#### PASSAGE PROVIDED
-- -- --
American comedy series by Illeana Douglas

Easy to Assemble is a web series created by and starring Illeana Douglas, and sponsored by furniture store IKEA.

Douglas plays a fictional version of herself trying to quit acting and work a "real job" at the IKEA store in Burbank, California. She soon finds she cannot leave Hollywood behind when fellow actress Justine Bateman starts an internet talk show called "40 and Bitter" on the floor of IKEA.

The series has had several notable guest stars, including Jeff Goldblum, Keanu Reeves, Jane Lynch, Justine Bateman, Tim Meadows, Cheri Oteri, Tom Arnold, Ed Begley Jr., Kevin Pollak, Fred Willard, Daryl Sabara, Wilson Cleveland, Ricki Lake, David Henrie, Patricia Heaton, Michael Hitchcock, and Eric Lange.
-- -- --
#### DATA RECORDS
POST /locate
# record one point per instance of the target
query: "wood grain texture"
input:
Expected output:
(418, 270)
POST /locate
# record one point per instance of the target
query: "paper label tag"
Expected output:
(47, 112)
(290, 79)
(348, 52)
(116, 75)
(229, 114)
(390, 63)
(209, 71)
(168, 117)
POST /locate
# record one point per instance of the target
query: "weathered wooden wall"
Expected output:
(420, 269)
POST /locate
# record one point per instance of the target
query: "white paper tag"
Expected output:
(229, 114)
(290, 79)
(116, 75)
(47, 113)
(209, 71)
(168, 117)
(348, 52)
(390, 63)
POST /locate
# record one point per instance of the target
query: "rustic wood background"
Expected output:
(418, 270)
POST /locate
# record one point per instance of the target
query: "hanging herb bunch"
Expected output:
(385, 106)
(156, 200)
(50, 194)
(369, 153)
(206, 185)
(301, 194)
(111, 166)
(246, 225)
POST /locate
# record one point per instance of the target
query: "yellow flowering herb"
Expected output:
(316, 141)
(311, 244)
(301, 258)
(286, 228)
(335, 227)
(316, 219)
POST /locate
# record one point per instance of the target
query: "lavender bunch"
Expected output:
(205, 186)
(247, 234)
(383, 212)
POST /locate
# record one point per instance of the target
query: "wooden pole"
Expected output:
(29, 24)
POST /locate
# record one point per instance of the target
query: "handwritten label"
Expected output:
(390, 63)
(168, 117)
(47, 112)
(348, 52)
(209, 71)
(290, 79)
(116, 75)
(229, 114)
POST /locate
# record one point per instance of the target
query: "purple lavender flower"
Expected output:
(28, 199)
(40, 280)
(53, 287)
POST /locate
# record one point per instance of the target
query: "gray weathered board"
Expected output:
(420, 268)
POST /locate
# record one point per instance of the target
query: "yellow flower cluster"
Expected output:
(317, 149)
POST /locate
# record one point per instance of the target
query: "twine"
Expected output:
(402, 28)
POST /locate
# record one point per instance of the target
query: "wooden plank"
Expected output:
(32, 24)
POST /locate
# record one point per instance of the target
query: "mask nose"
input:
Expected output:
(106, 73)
-- -- --
#### CHECK YOUR UNDERSTANDING
**a.** In the passage about the web series Easy to Assemble, what is the name of the internet talk show that Justine Bateman starts?
**b.** Pick up the passage about the web series Easy to Assemble after its last sentence and keep writing.

#### ANSWERS TO EACH TASK
**a.** "40 and Bitter"

**b.**
==Awards and recognition==
The series has won numerous advertising and creative awards. Ad Week magazine awarded Easy to Assemble one of the top five "Best Branded Deals" of 2010. In that same year, Easy to Assemble was nominated for seven "Streamy" awards winning "Best Ensemble Cast" and "Best Product Integration." It also picked up a nomination for "Best Individual Performance" for Illeana Douglas at the 14th Annual Webby Awards, and won two Webbys: "Best Branded Content", and "Best Comedy Episode" for its spin-off series Spärhusen. Additionally, Douglas received the ITV Fest 2010 Innovator Award and the 2010 "Best Online Performance Award" from the 2010 Banff World TV Fest. Easy to Assemble and IKEA were also honored to receive the 2010 NATPE "Digital Luminary Award". In 2012, the series was twice a Webby Honoree for Individual Performance and Best Writing. In 2013 Easy to Assemble was a Webby Honoree for Best Individual Performance for the episode "This Side Up".